** DOCUMENT EXTRACT **
Summary of the lectures of the course Marketing & Innovation at the Radboud University in Nijmegen. I myself completed this course with an 8.2, while the average grade for the exam was 6.7.
Extensive notes of all lectures, complemented by the main take-aways of literature.
Marketing and Innovation are important and hot topics in business.
Market orientation = innovations facilitate the conversion of market-oriented business philosophy into
superior corporate performance. Innovation is one way of implementing market orientation. It is a
way to make sure that the vague philosophy is created in a concrete product/service/business plan.
Competing on: differentiation / price / name or brand > the combination makes it better. Most
managers go for the innovation itself, the product.
Performance indicators in a business are revenue, sales promotions, and profit. New products are
making the company more sales and firm value on the long term, compared to already existing
products. This is because value is given away in sales promotion. When innovating, value is created.
You do not need sales promotion if you have good innovations. On the long run, innovations are much
more valuable.
Importance of new products:
▪ Facilitates implementation market orientation
▪ Needed for differentiating from competitors
▪ Needed for long term performance/survival
One of the major barriers in innovation is inertia, which means keep on doing the same thing, absence
of change. Successful new products/services is mainly about overcoming this inertia.

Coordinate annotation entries
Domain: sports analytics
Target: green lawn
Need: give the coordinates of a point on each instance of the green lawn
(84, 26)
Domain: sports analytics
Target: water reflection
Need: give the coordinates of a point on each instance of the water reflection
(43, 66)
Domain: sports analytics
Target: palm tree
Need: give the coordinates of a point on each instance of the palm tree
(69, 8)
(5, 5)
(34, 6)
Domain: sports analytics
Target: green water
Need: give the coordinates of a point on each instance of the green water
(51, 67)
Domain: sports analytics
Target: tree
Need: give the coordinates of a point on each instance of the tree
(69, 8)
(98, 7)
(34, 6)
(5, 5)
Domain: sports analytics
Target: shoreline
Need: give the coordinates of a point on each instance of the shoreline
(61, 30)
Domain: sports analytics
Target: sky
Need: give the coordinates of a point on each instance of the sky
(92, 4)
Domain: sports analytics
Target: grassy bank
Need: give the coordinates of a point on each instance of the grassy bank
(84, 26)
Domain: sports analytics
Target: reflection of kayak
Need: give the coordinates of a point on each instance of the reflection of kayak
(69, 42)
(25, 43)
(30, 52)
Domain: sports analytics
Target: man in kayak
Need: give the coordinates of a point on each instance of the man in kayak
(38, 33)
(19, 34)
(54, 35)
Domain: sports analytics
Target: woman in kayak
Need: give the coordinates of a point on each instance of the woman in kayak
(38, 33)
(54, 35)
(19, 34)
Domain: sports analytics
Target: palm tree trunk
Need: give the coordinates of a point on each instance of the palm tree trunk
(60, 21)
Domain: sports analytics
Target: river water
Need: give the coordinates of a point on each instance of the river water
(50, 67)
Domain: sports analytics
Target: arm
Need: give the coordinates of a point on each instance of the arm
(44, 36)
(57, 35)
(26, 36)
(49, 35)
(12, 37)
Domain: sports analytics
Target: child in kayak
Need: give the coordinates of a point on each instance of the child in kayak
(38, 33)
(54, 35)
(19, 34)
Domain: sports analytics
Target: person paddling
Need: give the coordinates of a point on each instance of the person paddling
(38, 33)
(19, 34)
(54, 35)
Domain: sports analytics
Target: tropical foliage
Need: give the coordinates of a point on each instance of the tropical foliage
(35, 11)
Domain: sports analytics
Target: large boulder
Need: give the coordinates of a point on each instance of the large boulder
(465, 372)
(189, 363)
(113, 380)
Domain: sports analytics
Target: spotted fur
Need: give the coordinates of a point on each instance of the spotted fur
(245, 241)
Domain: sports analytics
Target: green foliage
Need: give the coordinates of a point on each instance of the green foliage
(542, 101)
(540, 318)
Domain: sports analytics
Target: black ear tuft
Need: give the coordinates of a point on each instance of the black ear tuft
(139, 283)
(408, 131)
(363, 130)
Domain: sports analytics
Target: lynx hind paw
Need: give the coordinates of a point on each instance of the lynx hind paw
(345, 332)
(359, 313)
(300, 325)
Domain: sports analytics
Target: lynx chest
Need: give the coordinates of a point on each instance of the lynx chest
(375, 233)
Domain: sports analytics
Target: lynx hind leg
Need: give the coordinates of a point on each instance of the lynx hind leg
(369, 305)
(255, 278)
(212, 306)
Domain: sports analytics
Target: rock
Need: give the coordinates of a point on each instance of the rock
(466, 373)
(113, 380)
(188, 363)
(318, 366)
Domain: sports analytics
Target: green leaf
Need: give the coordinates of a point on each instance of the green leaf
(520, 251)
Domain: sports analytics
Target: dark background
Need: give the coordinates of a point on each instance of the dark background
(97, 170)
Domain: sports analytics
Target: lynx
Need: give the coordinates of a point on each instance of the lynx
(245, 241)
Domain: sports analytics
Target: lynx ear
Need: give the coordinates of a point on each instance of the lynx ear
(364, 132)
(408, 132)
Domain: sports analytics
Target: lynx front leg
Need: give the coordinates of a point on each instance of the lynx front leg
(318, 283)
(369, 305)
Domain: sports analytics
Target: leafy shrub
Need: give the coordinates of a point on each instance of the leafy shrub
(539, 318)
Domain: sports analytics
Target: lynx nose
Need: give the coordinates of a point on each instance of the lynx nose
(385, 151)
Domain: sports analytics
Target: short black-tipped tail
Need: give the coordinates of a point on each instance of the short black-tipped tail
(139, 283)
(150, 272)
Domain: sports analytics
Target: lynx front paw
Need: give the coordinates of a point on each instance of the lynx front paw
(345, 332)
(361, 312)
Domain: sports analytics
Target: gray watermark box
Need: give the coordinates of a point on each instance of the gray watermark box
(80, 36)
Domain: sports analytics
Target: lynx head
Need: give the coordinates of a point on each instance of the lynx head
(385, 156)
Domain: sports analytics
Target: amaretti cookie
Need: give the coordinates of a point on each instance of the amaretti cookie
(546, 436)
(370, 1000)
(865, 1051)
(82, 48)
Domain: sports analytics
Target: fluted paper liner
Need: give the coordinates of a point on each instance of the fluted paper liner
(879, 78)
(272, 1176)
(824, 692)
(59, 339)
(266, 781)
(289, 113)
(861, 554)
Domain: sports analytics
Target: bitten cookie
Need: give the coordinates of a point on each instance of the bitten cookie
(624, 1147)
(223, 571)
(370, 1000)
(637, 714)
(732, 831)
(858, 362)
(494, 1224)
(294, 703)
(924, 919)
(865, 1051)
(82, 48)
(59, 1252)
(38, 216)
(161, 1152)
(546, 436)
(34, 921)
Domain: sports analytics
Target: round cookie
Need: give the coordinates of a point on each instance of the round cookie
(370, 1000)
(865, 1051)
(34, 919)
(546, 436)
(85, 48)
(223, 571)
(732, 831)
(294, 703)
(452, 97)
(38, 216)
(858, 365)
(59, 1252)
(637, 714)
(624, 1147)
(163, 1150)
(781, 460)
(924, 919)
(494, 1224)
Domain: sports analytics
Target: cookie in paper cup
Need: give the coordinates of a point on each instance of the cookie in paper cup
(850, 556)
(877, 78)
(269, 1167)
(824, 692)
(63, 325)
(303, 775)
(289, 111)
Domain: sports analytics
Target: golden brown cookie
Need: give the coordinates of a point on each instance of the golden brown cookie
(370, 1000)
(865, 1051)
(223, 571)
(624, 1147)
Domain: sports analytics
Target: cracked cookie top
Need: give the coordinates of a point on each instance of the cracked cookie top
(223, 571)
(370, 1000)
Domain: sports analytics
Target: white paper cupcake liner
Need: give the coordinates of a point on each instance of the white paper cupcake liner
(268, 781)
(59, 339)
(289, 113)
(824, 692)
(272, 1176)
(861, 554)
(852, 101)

** WRITTEN EXERCISE 1 **
Quote the Marketing & Innovation summary starting at "Performance indicators in" and ending at "more valuable.".
** WRITTEN EXERCISE 2 **
According to the Marketing & Innovation summary, what is one of the major barriers in innovation?
These entries were taken from a separate source.

** FINAL ANSWER 1 **
Performance indicators in a business are revenue, sales promotions, and profit. New products are
making the company more sales and firm value on the long term, compared to already existing
products. This is because value is given away in sales promotion. When innovating, value is created.
You do not need sales promotion if you have good innovations. On the long run, innovations are much
more valuable.

** FINAL ANSWER 2 **
Inertia, which means continuing to do the same thing, with an absence of change.